#### [Exercise details]
Return each line of the records with nothing changed, pictures excepted.

=== Section Start ===

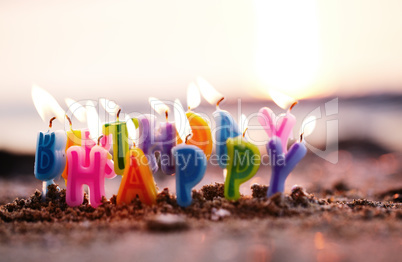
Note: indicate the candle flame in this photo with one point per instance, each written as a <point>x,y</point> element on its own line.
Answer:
<point>46,104</point>
<point>158,105</point>
<point>182,125</point>
<point>76,109</point>
<point>308,126</point>
<point>193,96</point>
<point>282,100</point>
<point>93,121</point>
<point>208,91</point>
<point>132,131</point>
<point>110,106</point>
<point>243,122</point>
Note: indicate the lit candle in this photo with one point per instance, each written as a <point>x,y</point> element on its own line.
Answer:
<point>81,137</point>
<point>226,127</point>
<point>280,126</point>
<point>90,171</point>
<point>282,163</point>
<point>50,157</point>
<point>191,164</point>
<point>137,180</point>
<point>165,141</point>
<point>120,142</point>
<point>200,129</point>
<point>162,138</point>
<point>243,163</point>
<point>146,127</point>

=== Section End ===

#### [Final answer]
Note: indicate the candle flame in this photo with one point per instance, each written as a <point>x,y</point> element on its own line.
Answer:
<point>46,104</point>
<point>158,105</point>
<point>182,125</point>
<point>76,109</point>
<point>308,126</point>
<point>193,96</point>
<point>282,100</point>
<point>93,121</point>
<point>208,91</point>
<point>132,131</point>
<point>110,106</point>
<point>243,122</point>
Note: indicate the lit candle in this photo with one point per instance, each written as a <point>x,y</point> element on its own line.
Answer:
<point>81,137</point>
<point>226,127</point>
<point>280,126</point>
<point>90,171</point>
<point>282,163</point>
<point>50,157</point>
<point>191,164</point>
<point>137,180</point>
<point>165,141</point>
<point>120,142</point>
<point>200,129</point>
<point>162,138</point>
<point>243,163</point>
<point>146,127</point>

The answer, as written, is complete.